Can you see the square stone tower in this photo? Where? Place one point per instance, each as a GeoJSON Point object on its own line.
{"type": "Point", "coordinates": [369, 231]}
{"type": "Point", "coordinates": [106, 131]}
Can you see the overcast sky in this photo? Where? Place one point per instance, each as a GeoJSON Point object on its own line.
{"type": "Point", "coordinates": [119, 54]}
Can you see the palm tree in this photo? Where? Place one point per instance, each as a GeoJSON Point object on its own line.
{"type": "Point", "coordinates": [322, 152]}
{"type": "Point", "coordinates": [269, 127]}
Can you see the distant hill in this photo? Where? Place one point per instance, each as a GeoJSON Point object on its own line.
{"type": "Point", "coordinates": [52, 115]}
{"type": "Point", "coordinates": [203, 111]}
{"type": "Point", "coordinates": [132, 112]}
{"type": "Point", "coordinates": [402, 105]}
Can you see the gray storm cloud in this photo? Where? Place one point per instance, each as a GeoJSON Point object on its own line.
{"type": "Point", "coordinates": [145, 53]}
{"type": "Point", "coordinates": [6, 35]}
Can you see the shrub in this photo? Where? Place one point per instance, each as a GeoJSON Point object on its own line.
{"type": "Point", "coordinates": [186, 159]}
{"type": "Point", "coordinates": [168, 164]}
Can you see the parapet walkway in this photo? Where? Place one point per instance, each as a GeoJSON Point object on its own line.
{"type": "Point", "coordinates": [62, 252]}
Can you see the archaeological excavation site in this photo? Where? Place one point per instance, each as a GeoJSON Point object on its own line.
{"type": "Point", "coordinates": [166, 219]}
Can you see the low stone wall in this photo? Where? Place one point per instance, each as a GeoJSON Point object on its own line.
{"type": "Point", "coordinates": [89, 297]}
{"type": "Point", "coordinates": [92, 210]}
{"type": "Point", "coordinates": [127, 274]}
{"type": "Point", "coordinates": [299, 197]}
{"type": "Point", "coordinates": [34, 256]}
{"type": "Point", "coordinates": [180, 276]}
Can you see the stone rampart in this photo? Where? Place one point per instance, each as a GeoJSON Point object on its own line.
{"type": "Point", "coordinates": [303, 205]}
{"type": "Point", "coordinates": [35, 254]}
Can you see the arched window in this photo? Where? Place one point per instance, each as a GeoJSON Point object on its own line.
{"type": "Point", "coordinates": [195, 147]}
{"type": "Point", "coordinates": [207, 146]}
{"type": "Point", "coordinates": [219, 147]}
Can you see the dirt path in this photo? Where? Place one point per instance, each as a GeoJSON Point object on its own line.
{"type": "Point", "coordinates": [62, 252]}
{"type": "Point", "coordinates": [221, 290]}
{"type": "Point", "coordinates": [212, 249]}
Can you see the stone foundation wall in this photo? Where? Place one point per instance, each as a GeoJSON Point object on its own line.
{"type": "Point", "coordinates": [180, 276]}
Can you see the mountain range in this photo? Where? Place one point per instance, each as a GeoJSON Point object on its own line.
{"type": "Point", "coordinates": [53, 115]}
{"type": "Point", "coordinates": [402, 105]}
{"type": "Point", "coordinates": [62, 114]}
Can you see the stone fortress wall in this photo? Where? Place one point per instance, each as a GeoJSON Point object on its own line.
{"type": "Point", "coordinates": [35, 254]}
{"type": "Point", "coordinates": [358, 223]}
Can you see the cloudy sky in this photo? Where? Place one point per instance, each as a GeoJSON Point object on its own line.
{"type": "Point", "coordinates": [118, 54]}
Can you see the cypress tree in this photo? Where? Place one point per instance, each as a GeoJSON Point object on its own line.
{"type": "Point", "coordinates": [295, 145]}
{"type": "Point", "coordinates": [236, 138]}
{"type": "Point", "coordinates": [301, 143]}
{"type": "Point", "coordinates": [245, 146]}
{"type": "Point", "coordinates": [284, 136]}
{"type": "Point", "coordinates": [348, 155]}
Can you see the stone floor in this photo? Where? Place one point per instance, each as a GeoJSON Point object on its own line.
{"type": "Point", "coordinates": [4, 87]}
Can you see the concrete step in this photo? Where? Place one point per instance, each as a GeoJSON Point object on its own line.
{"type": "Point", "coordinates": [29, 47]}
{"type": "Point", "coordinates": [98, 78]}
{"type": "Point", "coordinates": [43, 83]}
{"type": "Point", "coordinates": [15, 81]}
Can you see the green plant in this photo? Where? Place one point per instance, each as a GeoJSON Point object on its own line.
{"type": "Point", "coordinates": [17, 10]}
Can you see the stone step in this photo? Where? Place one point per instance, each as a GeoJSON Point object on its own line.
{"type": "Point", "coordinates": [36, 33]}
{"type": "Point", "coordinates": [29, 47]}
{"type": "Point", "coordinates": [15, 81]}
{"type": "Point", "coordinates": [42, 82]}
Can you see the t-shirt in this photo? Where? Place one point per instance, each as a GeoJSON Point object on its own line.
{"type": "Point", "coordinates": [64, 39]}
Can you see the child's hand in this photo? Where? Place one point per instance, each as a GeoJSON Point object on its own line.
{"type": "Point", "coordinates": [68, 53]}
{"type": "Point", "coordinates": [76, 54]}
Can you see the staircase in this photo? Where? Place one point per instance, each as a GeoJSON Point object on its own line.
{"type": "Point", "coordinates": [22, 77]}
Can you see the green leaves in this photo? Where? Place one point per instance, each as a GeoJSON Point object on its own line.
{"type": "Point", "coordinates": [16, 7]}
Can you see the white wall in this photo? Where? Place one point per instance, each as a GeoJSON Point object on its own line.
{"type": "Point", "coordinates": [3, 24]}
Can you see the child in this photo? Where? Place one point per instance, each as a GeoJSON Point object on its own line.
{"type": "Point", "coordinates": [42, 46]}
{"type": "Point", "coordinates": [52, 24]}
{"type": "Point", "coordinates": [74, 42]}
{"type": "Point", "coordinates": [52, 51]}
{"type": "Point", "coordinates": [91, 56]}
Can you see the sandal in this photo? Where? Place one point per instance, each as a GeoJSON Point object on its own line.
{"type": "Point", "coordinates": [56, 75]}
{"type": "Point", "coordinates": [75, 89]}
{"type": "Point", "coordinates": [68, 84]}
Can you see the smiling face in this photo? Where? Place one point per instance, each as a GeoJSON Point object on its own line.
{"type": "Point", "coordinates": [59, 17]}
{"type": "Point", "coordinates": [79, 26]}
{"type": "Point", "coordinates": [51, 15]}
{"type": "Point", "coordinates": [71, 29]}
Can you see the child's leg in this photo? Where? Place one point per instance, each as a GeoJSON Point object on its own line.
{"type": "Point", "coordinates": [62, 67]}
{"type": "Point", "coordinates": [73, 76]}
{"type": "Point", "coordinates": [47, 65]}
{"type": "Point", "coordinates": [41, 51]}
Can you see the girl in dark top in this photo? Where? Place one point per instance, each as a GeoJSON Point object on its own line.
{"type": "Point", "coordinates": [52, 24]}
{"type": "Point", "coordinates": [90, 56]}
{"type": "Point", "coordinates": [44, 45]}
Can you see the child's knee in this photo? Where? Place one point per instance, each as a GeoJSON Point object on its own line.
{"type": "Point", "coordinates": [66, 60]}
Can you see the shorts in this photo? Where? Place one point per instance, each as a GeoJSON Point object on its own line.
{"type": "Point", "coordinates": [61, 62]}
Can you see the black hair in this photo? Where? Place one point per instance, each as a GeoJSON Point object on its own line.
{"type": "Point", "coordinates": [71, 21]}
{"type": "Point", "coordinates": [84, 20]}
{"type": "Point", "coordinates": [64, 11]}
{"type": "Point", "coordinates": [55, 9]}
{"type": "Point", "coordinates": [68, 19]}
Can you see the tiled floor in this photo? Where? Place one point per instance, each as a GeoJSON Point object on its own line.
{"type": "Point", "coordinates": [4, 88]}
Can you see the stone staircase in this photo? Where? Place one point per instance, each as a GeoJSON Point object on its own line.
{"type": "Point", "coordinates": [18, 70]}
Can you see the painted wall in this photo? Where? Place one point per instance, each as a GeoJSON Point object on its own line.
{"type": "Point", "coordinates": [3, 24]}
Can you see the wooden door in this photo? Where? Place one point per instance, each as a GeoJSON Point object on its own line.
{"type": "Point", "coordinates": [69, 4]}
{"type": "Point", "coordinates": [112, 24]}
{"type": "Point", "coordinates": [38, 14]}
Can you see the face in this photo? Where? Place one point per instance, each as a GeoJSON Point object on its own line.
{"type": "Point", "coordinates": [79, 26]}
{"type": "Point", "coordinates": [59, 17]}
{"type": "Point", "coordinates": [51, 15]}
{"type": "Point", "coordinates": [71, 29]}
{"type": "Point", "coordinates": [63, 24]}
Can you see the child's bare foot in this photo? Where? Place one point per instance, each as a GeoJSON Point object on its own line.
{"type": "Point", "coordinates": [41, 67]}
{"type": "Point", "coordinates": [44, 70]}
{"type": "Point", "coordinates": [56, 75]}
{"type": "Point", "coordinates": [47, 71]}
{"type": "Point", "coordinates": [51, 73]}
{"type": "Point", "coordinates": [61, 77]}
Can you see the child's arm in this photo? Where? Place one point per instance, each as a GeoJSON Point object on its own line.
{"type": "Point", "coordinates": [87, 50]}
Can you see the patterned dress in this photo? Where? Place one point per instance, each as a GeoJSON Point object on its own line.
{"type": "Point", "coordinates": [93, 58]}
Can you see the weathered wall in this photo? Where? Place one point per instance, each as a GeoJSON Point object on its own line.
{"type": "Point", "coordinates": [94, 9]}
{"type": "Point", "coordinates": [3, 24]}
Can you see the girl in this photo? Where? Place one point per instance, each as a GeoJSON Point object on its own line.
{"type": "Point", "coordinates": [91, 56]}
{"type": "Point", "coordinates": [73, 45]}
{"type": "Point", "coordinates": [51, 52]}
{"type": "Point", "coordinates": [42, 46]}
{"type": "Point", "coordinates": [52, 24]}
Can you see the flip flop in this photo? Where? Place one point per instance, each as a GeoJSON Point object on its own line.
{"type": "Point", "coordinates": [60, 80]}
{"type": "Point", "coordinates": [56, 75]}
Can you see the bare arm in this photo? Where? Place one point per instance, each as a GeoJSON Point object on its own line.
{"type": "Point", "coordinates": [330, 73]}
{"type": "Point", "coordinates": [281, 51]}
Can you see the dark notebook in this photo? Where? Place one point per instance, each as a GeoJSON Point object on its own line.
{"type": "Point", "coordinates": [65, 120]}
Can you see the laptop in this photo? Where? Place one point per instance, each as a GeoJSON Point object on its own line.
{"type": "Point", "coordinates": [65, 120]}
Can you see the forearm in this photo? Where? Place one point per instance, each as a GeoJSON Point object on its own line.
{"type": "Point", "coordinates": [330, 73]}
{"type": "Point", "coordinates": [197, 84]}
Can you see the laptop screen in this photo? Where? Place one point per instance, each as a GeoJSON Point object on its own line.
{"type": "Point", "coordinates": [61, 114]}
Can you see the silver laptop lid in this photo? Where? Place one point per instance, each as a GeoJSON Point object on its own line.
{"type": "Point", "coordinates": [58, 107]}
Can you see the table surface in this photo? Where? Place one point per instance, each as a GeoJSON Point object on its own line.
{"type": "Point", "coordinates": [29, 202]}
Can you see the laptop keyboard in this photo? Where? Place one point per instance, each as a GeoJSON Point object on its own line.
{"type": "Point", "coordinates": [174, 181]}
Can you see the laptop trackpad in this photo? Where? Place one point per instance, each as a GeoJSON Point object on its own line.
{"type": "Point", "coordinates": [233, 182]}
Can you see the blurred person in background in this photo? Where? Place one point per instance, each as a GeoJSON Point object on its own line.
-------------------------
**PROBLEM:** Each line from the one containing "Can you see the table" through the end of the entries, both included, is to be returned exactly, with no other lines.

**ANSWER:**
Can you see the table surface in this photo? Where? Place one point per instance, each as a GeoJSON Point object on its own line.
{"type": "Point", "coordinates": [29, 202]}
Can you see the laptop keyboard in this photo? Where? Place one point per instance, each as a GeoJSON Point object on its own line.
{"type": "Point", "coordinates": [174, 181]}
Can you see the laptop trackpad in this photo? Where? Place one point per instance, each as a GeoJSON Point object on its own line.
{"type": "Point", "coordinates": [233, 182]}
Can you see the blurred person in background in this photo? Where? Place one point per instance, each as a GeoJSON Point object on its own line.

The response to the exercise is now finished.